*What is being asked*: Once the line containing "positive clicks: (27, 155) (83, 249)" is found in the entries below, restate it and each following line word for word, stopping after the line containing "positive clicks: (103, 254)".

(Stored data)
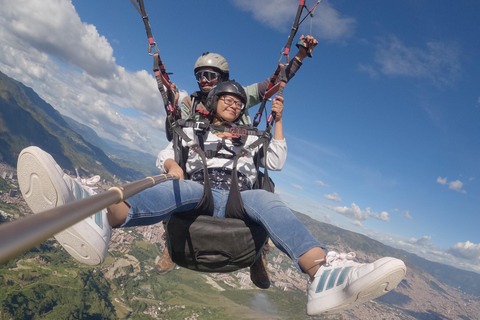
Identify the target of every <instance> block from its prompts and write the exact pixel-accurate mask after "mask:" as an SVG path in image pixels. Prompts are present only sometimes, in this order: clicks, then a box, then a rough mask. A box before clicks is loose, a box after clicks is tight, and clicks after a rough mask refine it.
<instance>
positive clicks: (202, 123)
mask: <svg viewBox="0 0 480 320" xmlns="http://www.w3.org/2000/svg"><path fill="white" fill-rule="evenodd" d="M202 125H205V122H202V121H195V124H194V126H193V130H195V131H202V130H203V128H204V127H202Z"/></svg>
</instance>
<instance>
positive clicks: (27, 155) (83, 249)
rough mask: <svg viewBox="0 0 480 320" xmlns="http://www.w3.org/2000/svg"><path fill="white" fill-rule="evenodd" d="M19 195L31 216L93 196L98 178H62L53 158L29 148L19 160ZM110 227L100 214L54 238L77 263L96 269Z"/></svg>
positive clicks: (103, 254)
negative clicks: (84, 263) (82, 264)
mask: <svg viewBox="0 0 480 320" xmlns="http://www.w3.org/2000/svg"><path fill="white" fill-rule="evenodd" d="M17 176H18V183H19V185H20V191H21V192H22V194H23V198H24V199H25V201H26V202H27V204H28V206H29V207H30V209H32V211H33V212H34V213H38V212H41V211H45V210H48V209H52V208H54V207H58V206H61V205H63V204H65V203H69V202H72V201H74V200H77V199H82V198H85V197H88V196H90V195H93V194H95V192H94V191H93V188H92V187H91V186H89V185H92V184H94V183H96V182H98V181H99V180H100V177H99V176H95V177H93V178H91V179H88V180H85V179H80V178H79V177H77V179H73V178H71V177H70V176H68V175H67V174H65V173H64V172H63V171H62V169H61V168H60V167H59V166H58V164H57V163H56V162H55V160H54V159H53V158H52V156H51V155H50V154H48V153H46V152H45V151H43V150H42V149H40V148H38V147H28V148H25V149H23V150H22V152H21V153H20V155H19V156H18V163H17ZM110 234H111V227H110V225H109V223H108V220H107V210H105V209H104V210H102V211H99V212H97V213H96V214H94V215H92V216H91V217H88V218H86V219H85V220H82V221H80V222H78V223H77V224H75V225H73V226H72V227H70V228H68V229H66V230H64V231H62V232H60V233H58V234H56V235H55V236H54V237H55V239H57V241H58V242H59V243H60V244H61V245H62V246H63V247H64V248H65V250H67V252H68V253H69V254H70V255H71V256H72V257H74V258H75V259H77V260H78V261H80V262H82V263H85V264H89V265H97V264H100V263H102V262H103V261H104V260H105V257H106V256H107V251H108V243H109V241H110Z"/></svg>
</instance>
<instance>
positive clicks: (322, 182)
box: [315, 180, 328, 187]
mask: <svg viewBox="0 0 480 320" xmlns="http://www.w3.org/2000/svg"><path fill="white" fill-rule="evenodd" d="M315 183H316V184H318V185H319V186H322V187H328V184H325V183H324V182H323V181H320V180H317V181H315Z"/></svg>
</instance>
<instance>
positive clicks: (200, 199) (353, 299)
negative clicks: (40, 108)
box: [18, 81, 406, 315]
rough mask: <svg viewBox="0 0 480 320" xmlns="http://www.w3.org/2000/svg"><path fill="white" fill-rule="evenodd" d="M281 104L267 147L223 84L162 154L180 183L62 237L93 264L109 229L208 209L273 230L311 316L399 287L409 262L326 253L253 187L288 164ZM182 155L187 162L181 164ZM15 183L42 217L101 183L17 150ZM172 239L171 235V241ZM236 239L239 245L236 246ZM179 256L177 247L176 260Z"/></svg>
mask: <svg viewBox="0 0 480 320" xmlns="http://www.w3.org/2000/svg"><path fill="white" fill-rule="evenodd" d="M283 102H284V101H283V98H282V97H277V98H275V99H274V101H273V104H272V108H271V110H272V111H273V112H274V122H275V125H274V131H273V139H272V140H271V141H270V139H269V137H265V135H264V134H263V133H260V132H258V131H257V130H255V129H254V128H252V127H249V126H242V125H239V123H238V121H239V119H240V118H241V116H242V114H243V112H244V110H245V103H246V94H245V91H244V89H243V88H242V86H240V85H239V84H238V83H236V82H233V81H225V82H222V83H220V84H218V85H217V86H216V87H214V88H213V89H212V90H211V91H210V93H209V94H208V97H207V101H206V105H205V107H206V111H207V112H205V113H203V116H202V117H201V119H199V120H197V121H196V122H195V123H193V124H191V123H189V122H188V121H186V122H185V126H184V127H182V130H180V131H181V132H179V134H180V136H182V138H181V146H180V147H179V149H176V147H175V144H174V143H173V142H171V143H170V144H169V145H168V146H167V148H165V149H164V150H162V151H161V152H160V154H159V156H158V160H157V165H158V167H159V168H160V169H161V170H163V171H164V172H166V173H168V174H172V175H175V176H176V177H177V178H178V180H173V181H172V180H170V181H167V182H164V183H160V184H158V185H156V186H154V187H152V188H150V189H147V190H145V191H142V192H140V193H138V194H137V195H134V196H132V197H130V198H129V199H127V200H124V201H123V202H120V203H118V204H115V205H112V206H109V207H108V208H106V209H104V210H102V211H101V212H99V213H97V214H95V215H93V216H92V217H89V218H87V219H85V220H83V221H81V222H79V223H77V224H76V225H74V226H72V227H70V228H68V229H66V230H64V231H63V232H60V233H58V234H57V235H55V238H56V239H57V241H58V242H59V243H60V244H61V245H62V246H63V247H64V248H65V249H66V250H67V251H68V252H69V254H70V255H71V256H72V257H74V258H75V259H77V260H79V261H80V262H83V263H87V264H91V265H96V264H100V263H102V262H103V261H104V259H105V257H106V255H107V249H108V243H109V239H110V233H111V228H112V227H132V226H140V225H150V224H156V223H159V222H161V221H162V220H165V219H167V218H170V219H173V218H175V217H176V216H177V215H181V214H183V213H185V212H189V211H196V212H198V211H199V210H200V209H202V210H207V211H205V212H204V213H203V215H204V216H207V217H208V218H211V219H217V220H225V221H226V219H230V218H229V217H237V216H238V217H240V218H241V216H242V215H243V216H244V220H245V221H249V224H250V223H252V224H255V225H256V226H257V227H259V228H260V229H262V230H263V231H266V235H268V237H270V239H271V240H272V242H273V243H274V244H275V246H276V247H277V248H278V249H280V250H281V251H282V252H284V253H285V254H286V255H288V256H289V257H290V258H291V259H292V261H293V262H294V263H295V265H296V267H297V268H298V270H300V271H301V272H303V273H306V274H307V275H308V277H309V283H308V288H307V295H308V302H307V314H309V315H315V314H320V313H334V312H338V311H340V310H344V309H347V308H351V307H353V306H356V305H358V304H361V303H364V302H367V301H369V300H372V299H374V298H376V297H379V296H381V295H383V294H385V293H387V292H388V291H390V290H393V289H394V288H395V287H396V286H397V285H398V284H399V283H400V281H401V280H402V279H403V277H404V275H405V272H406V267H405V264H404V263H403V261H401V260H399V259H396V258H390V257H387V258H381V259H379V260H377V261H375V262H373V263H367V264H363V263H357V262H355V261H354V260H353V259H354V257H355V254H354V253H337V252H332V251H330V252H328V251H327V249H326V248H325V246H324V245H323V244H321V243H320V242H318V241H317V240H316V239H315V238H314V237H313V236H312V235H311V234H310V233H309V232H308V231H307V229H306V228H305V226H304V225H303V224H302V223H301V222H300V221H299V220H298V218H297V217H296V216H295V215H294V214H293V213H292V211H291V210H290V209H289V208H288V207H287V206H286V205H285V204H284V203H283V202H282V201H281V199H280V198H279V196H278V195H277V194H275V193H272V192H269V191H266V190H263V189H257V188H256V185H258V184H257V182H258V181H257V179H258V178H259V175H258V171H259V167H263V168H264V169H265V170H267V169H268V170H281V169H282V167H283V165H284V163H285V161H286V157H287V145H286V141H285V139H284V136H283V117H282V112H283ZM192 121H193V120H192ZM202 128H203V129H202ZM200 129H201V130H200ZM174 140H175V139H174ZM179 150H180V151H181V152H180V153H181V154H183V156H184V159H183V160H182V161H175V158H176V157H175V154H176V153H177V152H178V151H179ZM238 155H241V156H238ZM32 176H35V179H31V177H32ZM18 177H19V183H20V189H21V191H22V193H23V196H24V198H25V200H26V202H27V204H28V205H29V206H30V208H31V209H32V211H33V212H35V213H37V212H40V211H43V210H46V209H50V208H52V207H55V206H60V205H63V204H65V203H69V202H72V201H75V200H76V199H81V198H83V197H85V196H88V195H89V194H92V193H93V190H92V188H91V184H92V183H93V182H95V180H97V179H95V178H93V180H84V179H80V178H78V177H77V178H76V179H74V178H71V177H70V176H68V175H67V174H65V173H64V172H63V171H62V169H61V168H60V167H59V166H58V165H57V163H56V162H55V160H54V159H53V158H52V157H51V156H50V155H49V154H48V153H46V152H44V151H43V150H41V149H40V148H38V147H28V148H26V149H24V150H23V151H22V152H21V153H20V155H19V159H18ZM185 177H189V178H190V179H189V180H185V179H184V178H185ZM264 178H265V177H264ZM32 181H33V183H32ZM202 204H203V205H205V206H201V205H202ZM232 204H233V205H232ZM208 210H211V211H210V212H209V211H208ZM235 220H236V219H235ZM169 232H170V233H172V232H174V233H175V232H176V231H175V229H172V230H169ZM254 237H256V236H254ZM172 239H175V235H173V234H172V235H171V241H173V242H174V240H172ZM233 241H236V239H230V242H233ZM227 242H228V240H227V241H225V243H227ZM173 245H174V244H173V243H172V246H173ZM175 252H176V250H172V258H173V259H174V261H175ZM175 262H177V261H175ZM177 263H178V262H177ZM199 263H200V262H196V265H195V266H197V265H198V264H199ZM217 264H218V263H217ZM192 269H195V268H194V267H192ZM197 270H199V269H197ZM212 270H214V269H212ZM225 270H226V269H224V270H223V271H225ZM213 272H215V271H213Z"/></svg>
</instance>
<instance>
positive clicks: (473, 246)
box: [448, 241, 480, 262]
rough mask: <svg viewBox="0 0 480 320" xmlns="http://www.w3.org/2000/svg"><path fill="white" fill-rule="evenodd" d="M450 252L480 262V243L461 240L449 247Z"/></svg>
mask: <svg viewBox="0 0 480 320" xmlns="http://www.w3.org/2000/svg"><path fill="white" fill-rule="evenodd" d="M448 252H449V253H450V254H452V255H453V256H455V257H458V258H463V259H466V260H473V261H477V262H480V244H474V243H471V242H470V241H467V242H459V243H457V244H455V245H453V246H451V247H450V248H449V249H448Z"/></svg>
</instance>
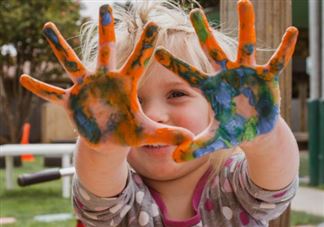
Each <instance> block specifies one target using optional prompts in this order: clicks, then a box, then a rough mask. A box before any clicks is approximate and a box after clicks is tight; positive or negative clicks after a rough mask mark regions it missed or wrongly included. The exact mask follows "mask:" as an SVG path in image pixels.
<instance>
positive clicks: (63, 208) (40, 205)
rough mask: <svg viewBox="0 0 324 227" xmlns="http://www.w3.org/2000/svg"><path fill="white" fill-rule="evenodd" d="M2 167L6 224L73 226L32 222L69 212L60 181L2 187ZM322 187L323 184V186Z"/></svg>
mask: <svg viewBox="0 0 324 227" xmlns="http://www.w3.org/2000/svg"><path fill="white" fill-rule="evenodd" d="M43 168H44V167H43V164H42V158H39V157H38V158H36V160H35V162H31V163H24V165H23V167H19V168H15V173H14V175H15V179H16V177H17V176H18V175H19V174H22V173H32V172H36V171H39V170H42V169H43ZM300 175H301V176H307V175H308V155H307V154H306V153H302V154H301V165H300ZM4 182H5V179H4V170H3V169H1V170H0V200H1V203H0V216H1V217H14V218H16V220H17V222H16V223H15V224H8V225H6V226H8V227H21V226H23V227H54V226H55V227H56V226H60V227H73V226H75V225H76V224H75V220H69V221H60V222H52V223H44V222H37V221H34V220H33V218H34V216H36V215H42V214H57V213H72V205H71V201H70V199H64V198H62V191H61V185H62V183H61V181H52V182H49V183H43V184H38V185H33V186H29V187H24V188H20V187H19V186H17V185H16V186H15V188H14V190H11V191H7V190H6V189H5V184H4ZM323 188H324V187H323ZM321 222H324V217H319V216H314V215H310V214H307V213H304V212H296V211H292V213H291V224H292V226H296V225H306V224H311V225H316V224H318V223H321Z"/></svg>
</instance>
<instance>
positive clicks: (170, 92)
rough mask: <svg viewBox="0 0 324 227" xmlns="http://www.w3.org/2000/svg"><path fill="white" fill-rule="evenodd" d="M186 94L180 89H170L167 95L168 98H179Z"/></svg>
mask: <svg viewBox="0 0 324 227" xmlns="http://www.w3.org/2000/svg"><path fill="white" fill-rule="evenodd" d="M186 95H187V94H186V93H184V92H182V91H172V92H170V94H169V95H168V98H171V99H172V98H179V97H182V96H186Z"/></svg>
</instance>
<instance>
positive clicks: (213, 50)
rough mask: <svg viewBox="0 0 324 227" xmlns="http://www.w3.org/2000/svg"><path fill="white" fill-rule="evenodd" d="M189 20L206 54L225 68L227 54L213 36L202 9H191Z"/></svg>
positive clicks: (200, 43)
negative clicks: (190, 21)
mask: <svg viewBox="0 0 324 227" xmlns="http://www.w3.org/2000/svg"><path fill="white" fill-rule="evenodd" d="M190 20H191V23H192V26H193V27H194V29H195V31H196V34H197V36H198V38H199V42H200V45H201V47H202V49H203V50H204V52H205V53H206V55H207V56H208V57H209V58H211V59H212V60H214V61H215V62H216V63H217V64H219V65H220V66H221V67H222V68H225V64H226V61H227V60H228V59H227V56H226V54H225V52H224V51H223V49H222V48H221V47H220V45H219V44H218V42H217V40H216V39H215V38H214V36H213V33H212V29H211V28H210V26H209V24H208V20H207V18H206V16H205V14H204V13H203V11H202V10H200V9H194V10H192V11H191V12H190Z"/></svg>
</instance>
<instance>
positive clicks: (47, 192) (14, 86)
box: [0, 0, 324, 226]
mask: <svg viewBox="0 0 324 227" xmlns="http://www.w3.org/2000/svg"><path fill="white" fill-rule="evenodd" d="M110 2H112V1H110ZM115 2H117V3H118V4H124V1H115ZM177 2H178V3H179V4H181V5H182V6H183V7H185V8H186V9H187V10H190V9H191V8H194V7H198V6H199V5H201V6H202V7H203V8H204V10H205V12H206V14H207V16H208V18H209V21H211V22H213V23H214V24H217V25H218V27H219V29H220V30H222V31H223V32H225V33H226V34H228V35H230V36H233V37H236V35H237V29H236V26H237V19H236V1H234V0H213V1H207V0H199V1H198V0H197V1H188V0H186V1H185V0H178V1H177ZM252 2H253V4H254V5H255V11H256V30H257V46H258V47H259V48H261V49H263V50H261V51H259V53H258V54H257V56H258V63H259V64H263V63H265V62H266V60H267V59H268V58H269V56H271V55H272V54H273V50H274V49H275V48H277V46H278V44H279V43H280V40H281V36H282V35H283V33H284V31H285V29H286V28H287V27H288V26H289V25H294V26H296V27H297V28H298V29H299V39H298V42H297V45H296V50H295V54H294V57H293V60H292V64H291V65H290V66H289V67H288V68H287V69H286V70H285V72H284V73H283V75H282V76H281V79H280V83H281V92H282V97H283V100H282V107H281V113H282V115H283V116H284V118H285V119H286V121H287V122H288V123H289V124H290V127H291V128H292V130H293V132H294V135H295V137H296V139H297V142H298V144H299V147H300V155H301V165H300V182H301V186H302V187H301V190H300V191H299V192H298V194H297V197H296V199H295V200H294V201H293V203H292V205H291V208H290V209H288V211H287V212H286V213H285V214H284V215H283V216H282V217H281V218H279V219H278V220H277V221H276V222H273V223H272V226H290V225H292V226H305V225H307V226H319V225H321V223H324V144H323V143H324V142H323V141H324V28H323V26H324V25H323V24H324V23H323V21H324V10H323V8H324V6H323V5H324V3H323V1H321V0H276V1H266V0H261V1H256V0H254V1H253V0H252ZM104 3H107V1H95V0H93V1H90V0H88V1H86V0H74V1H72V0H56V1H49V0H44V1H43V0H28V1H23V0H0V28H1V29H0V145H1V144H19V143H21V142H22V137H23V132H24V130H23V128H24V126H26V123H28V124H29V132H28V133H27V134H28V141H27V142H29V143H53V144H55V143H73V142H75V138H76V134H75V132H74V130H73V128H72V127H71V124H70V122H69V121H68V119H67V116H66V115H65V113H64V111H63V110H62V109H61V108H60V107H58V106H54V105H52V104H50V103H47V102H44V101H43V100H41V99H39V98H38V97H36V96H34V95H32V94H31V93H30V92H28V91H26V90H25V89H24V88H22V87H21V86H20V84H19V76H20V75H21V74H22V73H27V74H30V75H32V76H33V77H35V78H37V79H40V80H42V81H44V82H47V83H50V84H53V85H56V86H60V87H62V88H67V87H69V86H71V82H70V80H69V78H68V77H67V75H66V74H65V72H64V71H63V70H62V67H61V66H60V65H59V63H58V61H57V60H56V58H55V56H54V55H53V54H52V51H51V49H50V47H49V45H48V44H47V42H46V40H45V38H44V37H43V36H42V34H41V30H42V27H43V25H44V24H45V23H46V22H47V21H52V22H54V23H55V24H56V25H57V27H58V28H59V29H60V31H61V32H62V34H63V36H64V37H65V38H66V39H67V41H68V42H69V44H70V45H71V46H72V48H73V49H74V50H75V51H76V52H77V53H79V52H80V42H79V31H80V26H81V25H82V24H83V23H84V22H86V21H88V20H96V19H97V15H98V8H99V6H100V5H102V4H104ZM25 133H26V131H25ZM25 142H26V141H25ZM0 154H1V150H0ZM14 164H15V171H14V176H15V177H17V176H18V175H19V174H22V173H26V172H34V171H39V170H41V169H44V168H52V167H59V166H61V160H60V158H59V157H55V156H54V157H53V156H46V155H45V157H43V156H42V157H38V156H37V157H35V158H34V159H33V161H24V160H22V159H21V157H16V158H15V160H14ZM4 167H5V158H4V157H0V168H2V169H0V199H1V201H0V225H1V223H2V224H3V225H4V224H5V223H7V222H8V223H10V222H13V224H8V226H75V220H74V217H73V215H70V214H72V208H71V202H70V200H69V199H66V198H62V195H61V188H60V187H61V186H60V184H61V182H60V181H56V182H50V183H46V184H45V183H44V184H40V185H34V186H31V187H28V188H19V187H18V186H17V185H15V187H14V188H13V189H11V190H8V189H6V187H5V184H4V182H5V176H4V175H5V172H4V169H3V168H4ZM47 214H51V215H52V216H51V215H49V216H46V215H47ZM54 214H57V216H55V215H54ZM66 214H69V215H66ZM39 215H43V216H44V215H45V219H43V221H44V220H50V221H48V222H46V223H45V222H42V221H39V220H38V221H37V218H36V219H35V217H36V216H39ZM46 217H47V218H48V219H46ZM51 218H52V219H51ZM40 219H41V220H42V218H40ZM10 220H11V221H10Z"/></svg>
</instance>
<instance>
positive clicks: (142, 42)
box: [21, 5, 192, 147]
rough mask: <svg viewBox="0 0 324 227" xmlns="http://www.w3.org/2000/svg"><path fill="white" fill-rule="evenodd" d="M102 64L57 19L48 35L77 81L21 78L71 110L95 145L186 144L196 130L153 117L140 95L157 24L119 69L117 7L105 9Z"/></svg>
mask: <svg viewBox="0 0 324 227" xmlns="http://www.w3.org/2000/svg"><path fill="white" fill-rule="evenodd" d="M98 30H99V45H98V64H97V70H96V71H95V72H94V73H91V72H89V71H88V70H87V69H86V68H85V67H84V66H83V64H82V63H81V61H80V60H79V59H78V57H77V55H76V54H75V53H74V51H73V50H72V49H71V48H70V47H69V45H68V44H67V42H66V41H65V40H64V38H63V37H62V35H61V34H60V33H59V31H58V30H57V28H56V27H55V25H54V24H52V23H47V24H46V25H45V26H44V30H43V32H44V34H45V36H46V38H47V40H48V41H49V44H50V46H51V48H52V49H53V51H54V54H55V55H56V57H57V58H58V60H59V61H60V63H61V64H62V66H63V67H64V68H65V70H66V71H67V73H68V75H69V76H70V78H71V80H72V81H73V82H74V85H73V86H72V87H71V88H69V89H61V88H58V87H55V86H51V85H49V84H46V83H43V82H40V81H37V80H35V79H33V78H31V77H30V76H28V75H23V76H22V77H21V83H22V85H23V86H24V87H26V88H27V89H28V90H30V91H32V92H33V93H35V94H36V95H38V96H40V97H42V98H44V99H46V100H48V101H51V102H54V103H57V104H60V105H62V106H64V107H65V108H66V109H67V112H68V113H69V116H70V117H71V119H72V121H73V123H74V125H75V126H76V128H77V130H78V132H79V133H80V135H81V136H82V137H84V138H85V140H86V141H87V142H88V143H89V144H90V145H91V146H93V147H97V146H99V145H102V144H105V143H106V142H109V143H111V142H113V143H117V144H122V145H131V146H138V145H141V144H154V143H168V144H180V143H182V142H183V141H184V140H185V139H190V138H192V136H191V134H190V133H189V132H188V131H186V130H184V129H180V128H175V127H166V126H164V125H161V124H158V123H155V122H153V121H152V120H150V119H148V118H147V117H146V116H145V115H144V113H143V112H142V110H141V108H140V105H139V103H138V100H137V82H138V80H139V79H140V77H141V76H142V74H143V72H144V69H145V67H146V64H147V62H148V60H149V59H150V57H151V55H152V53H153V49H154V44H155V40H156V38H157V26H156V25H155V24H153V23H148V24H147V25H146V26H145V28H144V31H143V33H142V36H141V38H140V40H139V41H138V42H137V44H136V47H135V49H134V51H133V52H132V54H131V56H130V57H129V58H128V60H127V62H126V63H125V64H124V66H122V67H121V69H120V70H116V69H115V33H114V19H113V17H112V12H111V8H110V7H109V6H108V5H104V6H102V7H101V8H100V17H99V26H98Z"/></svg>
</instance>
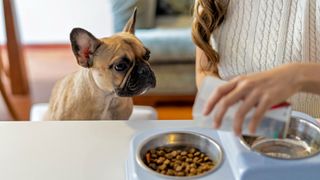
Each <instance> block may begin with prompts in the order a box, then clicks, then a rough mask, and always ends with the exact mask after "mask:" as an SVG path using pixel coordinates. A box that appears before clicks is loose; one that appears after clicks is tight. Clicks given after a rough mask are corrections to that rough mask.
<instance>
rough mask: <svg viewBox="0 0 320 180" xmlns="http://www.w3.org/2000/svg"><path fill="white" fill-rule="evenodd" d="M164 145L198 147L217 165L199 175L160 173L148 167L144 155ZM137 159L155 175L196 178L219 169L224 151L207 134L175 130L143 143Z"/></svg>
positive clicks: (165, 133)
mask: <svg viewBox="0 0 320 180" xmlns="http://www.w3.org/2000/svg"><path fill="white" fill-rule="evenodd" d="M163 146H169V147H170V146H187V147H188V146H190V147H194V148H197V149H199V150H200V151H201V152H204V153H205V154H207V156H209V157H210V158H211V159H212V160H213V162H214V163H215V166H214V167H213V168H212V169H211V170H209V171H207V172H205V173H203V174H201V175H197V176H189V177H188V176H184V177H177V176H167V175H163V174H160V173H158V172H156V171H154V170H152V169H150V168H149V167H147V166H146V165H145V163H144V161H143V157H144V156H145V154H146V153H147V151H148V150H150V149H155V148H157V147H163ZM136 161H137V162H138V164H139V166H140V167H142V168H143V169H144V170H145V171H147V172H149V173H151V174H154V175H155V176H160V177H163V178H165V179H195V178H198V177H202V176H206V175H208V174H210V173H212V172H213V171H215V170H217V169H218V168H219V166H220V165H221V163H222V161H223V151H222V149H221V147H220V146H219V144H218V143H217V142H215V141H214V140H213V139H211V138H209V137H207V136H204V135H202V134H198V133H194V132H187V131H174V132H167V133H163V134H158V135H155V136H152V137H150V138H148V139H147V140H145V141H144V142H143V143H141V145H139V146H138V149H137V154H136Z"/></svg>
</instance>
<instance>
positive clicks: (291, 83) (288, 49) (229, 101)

*Answer to the exercise*:
positive clicks: (27, 155) (83, 249)
rough mask: <svg viewBox="0 0 480 320" xmlns="http://www.w3.org/2000/svg"><path fill="white" fill-rule="evenodd" d="M19 195L31 216L93 196L98 178H62L53 158L29 148L19 160ZM110 227L100 214L54 238L77 263L96 269Z"/></svg>
positive clicks: (103, 254)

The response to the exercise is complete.